• [EXERCISE TEXT]
::::
Employers offering a QSEHRA must offer it on the same terms to each of their full-time W-2 employees. Seasonal or part-time employees are also eligible if the employer chooses. They must receive the same allowance amount as full-time employees.
Lastly, QSEHRA reimbursements are payroll tax-free for employers and employees. Employees don’t have to pay income taxes on employer reimbursements as long as their health insurance policy meets minimum essential coverage (MEC).
Individual coverage HRA (ICHRA)
In 2019, following an executive order, the Department of the Treasury, Department of Labor, and Department of Health and Human Services created regulations6 allowing a new type of health benefit to integrate with individual health insurance coverage under certain conditions, like meeting specific affordability requirements. This benefit is called an individual coverage HRA (ICHRA).
The ICHRA works much like the QSEHRA but is available to organizations of any size. It has no minimum or maximum employer contribution limits, and employers can offer different allowance amounts based on 11 employee classes for greater customization.
Instead of meeting ACA group market reforms, the ICHRA meets ACA requirements by requiring employees and their dependents to enroll in a qualified individual health plan to receive tax-free reimbursements. Additionally, employees must regularly attest to having individual coverage to continue receiving ICHRA benefits.
If you want to offer an ICHRA and a traditional group plan, you can do so. However, you can't give the same employee class a choice between participating in the ICHRA or the group plan. Instead, you must offer one class an ICHRA and another a group plan.
Lastly, ICHRAs are an excellent solution for ALEs wanting an affordable and flexible alternative to traditional group health insurance. An ICHRA can satisfy the employer mandate as long as the ICHRA allowance is affordable. Based on affordability calculations, employees can opt in or out of the benefit.
With HRA administration software like PeopleKeep, you can easily design your ICHRA benefit to ensure it complies with the employer mandate.
Taxable health stipends
The last way you can support your employees' healthcare needs is with a taxable health stipend. A health stipend isn’t a formal health benefit, so it doesn’t satisfy the employer mandate for ALEs. But you can compliantly offer them alongside a group health plan or an HRA to give your employees more comprehensive medical coverage.
With a health stipend, employers offer their employees a fixed amount of money that they can use to pay for individual policies and other medical expenses. Unlike EPPs, employers usually add stipend money to their employees' paychecks as extra wages. There’s no limit to how much money you can offer with a stipend.
The IRS considers stipend money taxable income for the employee, and employers are subject to payroll taxes. But even so, stipends have many benefits. They’re customizable, can cover a wide range of expenses, work for all employee types, and are easier to administer because they have fewer compliance regulations than other health benefits.
You can also choose how you want to offer your stipend—whether on a one-time basis, regularly, or with the reimbursement method. However, you can’t legally require your employees to purchase a health policy with their stipend or ask for proof that they did. So, your employees can use their stipend on whatever they want—even if it’s not healthcare-related.
Before the ACA, EPPs were a popular way for employers to pay for their employees’ healthcare. While you can’t pay for your staff’s personal health insurance and medical costs directly anymore, offering an HRA or stipend is an excellent way to compliantly reimburse your employees for their health insurance plans and other out-of-pocket medical expenses.
ACA regulations may seem overwhelming at first. But if you’re an ALE, it’s crucial you follow all necessary healthcare regulations to remain compliant so you don’t face costly tax penalties.
::::
• [SUPPLIED INFORMATION]

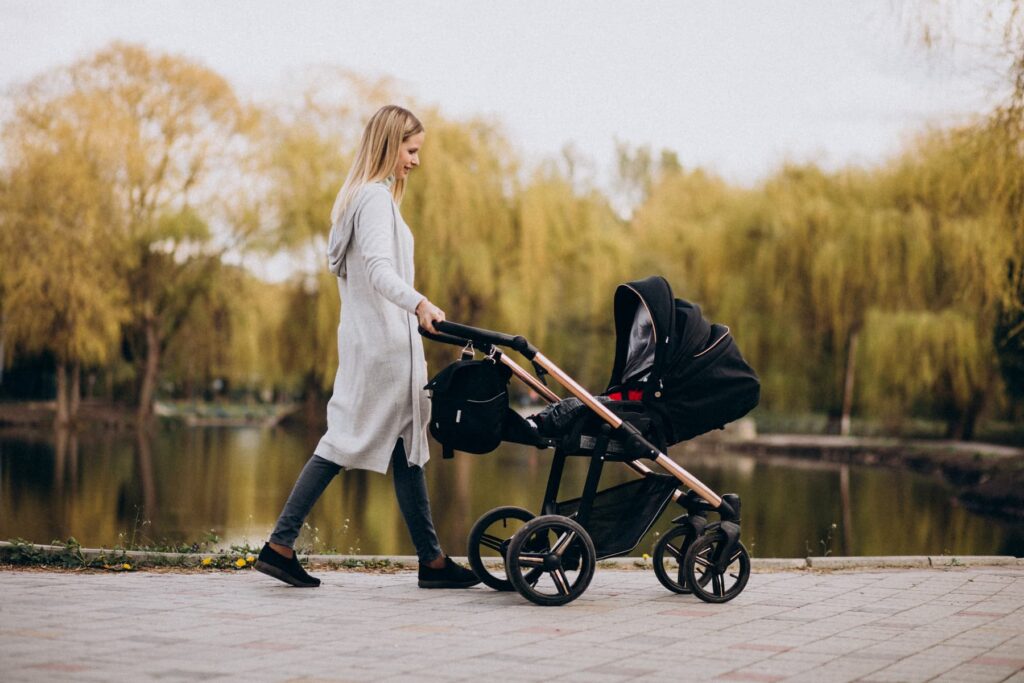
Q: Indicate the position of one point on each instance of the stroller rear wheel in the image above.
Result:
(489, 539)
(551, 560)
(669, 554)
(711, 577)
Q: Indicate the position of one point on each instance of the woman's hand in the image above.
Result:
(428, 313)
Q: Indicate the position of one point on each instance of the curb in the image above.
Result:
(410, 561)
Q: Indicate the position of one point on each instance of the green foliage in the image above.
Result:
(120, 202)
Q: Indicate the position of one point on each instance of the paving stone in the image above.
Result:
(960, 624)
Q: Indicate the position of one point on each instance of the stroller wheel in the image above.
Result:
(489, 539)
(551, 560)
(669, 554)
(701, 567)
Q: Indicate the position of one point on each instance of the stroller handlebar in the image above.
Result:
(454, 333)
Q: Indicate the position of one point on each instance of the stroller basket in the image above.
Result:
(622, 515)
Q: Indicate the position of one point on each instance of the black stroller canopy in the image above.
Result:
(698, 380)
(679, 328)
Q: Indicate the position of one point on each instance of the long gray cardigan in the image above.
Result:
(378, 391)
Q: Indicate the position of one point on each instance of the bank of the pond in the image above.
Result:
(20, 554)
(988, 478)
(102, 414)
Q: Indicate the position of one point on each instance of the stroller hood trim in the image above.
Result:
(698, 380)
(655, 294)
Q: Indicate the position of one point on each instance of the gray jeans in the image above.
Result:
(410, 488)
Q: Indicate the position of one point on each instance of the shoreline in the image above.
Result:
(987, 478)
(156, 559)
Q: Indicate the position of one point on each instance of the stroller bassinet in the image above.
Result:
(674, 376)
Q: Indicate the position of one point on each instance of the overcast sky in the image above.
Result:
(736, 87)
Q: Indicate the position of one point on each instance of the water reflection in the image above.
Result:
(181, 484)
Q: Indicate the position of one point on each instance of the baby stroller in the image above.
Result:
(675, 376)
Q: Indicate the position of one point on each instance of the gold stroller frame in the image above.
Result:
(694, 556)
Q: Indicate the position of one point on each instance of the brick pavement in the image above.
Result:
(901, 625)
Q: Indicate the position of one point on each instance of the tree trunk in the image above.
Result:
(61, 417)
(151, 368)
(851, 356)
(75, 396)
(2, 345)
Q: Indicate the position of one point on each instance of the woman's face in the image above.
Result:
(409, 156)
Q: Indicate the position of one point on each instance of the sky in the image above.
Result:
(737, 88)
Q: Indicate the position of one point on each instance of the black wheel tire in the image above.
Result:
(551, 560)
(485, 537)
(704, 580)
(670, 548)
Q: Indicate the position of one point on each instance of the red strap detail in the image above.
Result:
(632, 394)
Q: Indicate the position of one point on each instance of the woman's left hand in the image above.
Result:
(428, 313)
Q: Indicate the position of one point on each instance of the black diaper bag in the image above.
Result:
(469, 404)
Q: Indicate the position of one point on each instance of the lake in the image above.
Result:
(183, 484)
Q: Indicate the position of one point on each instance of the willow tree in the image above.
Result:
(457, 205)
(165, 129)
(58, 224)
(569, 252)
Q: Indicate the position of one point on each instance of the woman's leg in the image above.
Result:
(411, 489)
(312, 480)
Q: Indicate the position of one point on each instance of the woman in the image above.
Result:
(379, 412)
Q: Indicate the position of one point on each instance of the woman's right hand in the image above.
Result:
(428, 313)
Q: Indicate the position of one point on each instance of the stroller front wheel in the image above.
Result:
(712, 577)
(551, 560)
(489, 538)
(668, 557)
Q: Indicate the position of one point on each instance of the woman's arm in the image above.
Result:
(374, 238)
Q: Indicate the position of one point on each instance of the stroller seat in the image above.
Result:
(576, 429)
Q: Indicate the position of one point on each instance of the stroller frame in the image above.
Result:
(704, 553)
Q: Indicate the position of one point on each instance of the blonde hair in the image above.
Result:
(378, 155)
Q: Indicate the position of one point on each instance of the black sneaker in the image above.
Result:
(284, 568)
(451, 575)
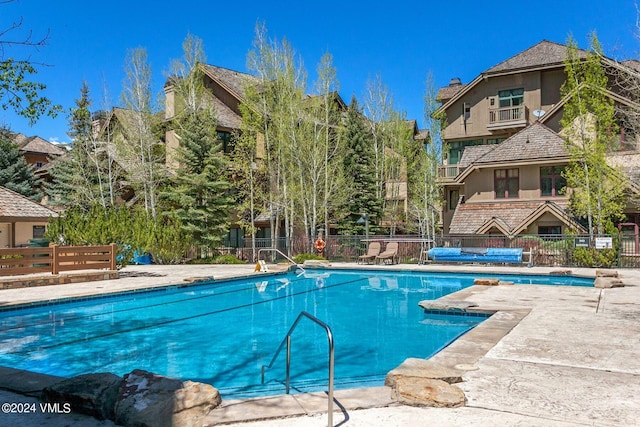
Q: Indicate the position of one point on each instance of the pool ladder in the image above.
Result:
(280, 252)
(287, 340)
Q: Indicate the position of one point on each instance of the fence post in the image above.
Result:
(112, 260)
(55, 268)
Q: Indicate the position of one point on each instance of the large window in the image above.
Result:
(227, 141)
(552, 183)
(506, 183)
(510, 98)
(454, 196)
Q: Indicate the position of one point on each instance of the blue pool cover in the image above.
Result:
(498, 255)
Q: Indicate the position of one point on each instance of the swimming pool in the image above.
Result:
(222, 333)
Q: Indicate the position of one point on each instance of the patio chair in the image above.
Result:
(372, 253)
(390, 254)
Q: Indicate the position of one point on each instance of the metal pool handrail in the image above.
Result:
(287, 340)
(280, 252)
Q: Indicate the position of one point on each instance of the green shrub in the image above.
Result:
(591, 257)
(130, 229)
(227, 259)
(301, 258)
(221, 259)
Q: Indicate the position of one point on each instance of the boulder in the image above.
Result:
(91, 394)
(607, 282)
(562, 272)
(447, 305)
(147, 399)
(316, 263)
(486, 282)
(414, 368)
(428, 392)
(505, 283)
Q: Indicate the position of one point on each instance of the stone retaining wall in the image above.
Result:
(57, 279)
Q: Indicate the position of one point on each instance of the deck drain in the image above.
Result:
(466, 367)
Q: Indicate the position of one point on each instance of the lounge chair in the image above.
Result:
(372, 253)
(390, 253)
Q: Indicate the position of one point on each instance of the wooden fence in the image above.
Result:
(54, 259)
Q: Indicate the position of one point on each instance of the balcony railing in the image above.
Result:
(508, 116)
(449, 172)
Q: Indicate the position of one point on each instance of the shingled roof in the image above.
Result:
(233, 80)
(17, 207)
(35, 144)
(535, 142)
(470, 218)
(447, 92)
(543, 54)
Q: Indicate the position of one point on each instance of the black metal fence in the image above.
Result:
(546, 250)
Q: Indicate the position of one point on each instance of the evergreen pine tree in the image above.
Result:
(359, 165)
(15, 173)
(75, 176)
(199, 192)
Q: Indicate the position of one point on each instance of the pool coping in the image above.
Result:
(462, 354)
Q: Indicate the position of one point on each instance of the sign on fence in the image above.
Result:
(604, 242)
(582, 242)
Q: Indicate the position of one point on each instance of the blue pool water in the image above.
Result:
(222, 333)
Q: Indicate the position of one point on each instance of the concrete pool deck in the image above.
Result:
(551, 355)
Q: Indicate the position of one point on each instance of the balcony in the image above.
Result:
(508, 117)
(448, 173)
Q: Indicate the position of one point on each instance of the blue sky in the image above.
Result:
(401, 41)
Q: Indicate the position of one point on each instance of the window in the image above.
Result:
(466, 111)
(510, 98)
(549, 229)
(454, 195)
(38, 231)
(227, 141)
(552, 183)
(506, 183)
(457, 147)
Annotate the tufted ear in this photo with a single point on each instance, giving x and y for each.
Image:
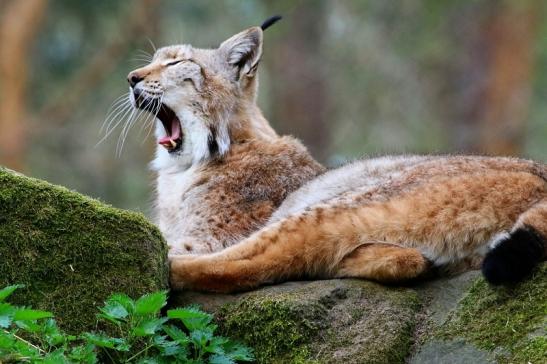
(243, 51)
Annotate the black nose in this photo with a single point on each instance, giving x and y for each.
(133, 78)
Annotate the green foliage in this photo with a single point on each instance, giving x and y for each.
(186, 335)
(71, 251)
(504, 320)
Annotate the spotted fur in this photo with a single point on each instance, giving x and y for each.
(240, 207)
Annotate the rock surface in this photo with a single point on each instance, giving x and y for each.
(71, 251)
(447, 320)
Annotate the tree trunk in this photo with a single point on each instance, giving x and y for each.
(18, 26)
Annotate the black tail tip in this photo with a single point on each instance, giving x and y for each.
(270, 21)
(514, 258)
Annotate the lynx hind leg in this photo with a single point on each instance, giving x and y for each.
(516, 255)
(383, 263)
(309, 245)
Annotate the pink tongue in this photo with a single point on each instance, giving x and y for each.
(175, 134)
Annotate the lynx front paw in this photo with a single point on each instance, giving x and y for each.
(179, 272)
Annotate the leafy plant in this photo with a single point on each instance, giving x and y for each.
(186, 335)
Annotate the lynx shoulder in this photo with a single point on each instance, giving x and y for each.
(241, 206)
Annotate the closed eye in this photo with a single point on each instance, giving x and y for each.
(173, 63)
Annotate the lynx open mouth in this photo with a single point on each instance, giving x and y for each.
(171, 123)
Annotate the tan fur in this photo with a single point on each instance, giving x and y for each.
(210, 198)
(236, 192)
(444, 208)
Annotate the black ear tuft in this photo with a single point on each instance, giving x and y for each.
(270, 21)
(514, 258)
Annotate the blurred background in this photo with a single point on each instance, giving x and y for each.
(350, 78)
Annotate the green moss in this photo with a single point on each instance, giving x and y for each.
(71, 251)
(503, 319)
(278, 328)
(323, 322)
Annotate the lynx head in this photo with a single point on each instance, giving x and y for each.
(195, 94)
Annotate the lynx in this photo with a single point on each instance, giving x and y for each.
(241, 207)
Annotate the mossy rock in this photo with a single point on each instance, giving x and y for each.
::::
• [EXERCISE 1]
According to the health benefits text, on how many employee classes can employers base different ICHRA allowance amounts?
• [EXERCISE 2]
Say whether each statement agrees with the health benefits text, and quote the words that decide it.
(a) The ICHRA is available only to small organizations.
(b) There is no limit to how much money an employer can offer with a health stipend.
(c) An employer can ask employees for proof that they bought a health policy with their stipend.
• [EXERCISE 3]
In the health benefits text, why can employees spend their health stipend on things that are not healthcare-related?
The data is not needed for this exercise.

• [YOUR RESPONSE 1]
11 employee classes.

• [YOUR RESPONSE 2]
(a) No: "available to organizations of any size."
(b) Yes: "There’s no limit to how much money you can offer with a stipend."
(c) No: "you can’t legally require your employees to purchase a health policy with their stipend or ask for proof that they did."

• [YOUR RESPONSE 3]
Employers can't legally require employees to buy a health policy with their stipend, and they can't ask for proof that they did. As a result, employees can use the stipend however they want.